(Your goal)
Find where "Target: distant rocky headland" appears in the entries below. That line and all lines after it, through the last, are to be duplicated exactly, with nothing else.

Data extract Start Marker

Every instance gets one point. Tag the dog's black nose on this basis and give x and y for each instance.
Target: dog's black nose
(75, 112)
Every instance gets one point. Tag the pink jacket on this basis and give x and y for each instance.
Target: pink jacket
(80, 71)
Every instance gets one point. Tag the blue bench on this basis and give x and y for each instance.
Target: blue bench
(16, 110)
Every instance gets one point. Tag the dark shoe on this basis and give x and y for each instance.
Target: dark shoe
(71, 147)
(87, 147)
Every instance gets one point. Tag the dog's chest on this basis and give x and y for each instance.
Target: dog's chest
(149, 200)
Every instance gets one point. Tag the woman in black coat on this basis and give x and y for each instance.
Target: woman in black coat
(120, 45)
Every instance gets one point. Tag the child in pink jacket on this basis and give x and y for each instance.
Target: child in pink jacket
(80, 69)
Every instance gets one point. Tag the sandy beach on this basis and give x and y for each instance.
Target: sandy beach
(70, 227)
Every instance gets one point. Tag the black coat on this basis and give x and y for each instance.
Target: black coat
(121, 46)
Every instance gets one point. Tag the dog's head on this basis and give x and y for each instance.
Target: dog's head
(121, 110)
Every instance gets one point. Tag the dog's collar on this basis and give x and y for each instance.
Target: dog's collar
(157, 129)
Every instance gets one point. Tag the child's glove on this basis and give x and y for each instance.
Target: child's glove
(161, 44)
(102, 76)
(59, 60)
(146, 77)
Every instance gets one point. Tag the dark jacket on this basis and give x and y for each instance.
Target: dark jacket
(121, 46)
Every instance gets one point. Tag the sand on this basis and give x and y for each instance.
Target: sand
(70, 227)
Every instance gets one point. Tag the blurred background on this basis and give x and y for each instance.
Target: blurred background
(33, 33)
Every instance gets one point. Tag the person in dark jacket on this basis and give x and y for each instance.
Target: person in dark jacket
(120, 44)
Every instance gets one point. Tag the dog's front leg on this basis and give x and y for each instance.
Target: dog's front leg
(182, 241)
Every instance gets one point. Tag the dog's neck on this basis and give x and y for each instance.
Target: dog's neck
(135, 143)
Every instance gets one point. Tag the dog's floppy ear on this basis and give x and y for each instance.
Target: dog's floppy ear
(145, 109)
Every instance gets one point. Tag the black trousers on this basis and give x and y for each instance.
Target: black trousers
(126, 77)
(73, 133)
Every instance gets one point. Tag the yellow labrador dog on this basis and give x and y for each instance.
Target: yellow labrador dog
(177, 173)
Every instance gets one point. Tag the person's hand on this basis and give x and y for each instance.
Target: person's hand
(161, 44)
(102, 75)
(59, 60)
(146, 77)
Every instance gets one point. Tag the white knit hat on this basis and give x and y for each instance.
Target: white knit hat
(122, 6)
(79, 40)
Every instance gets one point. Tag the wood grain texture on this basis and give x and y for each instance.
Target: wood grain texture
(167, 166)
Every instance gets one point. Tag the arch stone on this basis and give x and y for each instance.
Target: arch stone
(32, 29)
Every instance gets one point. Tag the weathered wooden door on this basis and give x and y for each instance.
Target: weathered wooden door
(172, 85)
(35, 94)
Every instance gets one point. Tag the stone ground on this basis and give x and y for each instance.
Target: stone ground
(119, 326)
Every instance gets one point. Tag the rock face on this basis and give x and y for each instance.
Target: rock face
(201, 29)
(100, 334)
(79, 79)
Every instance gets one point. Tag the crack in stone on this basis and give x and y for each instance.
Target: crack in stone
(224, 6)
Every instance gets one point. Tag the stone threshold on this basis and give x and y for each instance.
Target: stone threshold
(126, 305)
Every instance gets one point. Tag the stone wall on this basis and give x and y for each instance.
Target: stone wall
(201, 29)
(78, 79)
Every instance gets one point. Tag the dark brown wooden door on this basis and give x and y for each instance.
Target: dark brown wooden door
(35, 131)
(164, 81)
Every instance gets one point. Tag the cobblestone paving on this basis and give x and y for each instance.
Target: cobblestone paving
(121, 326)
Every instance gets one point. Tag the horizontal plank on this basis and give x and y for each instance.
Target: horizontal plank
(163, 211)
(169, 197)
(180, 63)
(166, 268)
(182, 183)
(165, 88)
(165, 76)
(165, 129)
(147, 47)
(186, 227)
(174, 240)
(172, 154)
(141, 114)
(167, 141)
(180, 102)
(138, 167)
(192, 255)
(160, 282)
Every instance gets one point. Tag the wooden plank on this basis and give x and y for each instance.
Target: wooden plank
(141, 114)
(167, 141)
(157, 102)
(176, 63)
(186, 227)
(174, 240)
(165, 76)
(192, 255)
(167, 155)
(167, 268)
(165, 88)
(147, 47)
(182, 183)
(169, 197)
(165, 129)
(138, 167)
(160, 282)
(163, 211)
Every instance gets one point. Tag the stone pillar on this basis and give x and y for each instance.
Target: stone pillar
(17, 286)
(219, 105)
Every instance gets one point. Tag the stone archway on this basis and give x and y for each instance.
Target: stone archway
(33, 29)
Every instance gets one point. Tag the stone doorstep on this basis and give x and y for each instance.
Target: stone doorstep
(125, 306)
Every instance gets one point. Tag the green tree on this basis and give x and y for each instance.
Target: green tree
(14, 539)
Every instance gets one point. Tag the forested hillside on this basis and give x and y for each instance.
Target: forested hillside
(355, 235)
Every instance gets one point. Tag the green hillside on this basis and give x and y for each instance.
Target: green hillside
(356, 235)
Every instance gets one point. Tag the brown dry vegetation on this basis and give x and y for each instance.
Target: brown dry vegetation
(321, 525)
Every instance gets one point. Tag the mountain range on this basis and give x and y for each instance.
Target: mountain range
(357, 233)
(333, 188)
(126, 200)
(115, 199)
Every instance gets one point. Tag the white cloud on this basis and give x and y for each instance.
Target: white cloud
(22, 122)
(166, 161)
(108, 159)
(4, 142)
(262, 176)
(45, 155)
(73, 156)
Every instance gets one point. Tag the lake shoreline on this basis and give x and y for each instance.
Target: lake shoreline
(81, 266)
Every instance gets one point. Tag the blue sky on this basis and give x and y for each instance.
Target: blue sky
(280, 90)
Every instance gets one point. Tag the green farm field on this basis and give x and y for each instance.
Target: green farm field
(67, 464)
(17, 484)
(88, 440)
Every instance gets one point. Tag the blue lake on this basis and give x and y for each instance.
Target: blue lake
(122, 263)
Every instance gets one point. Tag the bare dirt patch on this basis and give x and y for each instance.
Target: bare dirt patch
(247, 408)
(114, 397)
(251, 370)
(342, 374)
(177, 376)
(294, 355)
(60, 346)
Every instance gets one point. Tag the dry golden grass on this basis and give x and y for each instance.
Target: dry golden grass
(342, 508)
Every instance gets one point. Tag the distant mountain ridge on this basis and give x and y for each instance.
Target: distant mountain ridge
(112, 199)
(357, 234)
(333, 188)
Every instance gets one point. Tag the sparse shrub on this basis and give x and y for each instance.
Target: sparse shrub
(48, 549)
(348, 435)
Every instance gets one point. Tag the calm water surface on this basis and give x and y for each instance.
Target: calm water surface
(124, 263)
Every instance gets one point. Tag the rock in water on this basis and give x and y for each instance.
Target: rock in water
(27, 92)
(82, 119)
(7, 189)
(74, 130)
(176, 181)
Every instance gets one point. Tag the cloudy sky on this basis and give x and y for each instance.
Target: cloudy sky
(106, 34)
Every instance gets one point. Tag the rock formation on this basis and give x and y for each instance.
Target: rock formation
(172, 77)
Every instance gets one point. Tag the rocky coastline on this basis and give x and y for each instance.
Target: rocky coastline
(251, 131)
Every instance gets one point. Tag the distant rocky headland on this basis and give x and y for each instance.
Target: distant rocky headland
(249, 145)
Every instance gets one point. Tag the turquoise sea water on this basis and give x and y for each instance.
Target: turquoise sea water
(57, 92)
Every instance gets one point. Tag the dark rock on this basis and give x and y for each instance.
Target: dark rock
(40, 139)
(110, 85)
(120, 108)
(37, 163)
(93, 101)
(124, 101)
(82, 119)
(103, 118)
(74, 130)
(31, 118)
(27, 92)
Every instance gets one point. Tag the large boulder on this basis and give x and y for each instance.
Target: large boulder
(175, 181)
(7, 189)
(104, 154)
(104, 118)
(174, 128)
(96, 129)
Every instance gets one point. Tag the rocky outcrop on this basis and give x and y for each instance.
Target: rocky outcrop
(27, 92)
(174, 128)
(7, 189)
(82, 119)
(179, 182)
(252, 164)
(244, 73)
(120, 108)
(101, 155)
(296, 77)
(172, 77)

Data extract End Marker

(Written solution)
Target: distant rocky headland
(249, 145)
Every instance gets one point. Tag the turquoise sea water on this basis and give x and y for each instance.
Target: turquoise sea water
(57, 92)
Every instance gets one point. Tag the dark rock on this basis and give x and y for each instance.
Target: dark rock
(40, 139)
(110, 85)
(120, 108)
(37, 163)
(93, 101)
(124, 101)
(82, 119)
(103, 118)
(74, 130)
(31, 118)
(27, 92)
Every instance gets one point. Tag the large boulder on this basis and give x and y for each instance.
Target: large boulder
(175, 181)
(7, 189)
(104, 154)
(104, 118)
(174, 128)
(96, 129)
Every instance gets one point. Tag the rocky outcrop on this basis and give x and y for each instance.
Target: rocky outcrop
(27, 92)
(174, 128)
(7, 189)
(82, 119)
(179, 182)
(252, 164)
(244, 73)
(120, 108)
(101, 155)
(296, 77)
(172, 77)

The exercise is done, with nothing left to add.